SELECTED PASSAGE start
Wednesday, January 19, 2011

Playing the Fiddle, Empire Burning Down Edition

When empires fall, the signs are there, but everyone ignores them. Consider this Facebook conversation with a highly educated woman (from one of the best liberal arts colleges on the West Coast) in her mid-20's:

Teacher: [posts article titled, "Global finance ignores world's poor."]

Me: this isn't anything new--the world has always had extremely poor people, and now it's getting worse. People who favor increasing the minimum wage or increasing salaries for lower level jobs in the U.S. make it harder for us to accept poorer immigrants. For many poor immigrants. their only hope is coming to America (and working in jobs most native-born citizens don't want). The best way to assist poorer people is to lower inflation and provide better social services such as cost-effective access to healthcare and top-level education.

You may also want to think about why we've had success incorporating immigrants into our society even as France has become virulently Islamophobic; Sweden has voted in a party with Nazi origins; and the 9/11 terrorists came from Hamburg, Germany. If you treat poor people as unfortunate things to be helped instead of people who deserve jobs and financial independence from the government, then their existence is dependent on the majority population's benevolence and willingness to spend tax dollars. As we've seen, in recessions, majority populations tend to get conservative very, very quickly unless their minority populations contribute economically.

The greatest thing about being a naturalized American citizen who owns a small business is my independence. The corollary of that individual independence is that my country seeks my love based on voluntary, not coercive terms. My family came here, worked hard, paid taxes, helped raise property values for our neighbors, and succeeded based on merit. It's a shame that so many Americans support inflationary economic policies that make it harder for immigrants and poorer people to achieve independence based on merit rather than unstable, short-term charity.
SELECTED PASSAGE end
DATA start
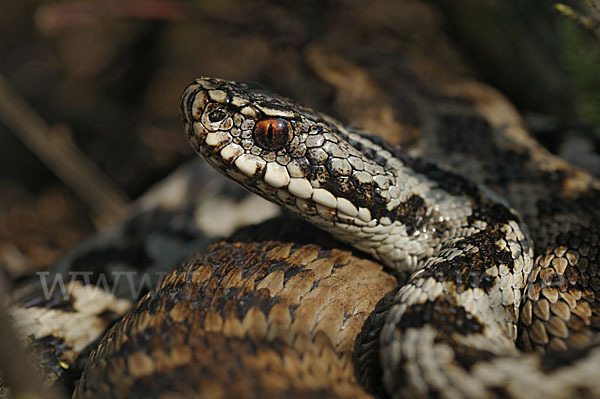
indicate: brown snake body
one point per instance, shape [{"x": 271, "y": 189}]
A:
[{"x": 476, "y": 282}]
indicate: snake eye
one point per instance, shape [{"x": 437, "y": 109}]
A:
[
  {"x": 217, "y": 115},
  {"x": 273, "y": 134}
]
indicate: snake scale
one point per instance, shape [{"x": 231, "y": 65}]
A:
[{"x": 483, "y": 272}]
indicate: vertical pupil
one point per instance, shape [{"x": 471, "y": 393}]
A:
[{"x": 270, "y": 136}]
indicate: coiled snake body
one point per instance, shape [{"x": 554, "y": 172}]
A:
[{"x": 473, "y": 285}]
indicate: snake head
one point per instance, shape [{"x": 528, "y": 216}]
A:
[{"x": 287, "y": 153}]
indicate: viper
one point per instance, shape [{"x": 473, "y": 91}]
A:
[{"x": 498, "y": 272}]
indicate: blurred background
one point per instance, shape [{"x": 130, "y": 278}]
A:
[{"x": 89, "y": 89}]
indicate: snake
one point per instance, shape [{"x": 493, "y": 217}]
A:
[{"x": 498, "y": 286}]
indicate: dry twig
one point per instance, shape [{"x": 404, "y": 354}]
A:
[{"x": 61, "y": 155}]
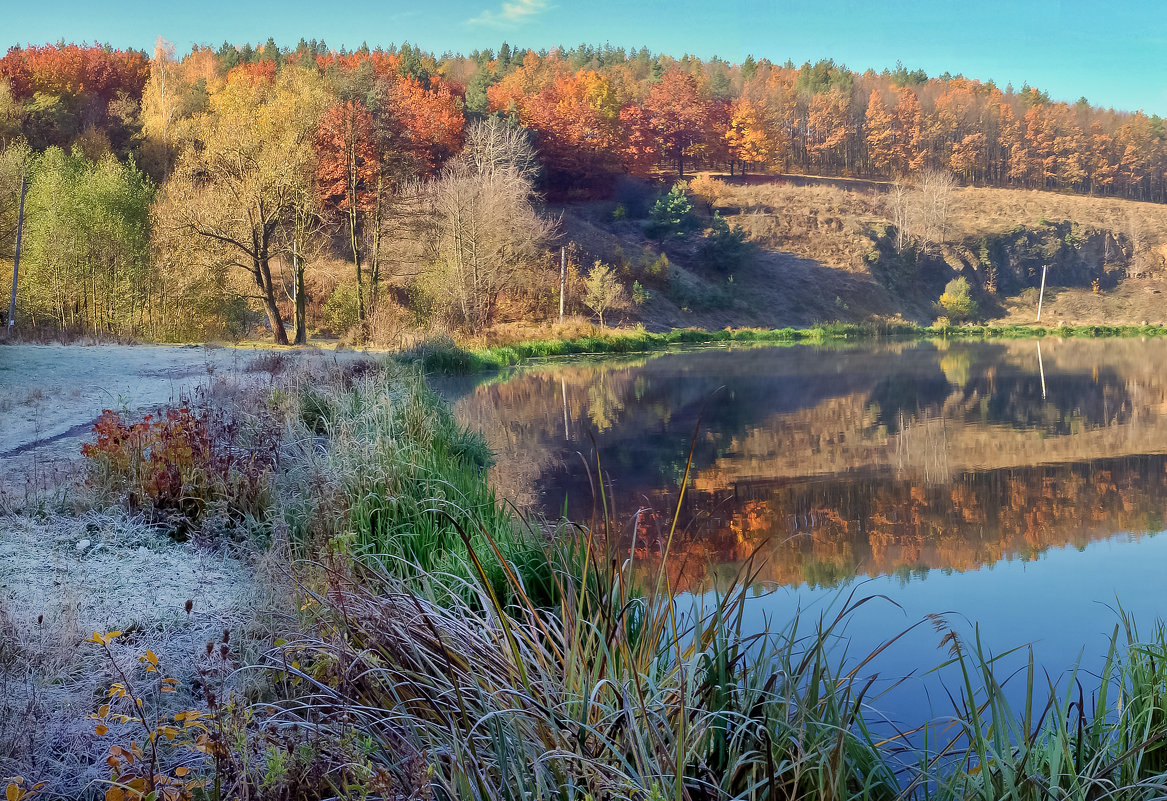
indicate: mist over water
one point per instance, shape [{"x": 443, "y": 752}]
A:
[{"x": 1014, "y": 488}]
DATA end
- **GIVEN TASK**: Please pull from the post on empires and immigration above the portion that runs from "Playing the Fiddle, Empire" up to and including "and top-level education.", copying it word for word.

- **RESPONSE BELOW**:
Playing the Fiddle, Empire Burning Down Edition

When empires fall, the signs are there, but everyone ignores them. Consider this Facebook conversation with a highly educated woman (from one of the best liberal arts colleges on the West Coast) in her mid-20's:

Teacher: [posts article titled, "Global finance ignores world's poor."]

Me: this isn't anything new--the world has always had extremely poor people, and now it's getting worse. People who favor increasing the minimum wage or increasing salaries for lower level jobs in the U.S. make it harder for us to accept poorer immigrants. For many poor immigrants. their only hope is coming to America (and working in jobs most native-born citizens don't want). The best way to assist poorer people is to lower inflation and provide better social services such as cost-effective access to healthcare and top-level education.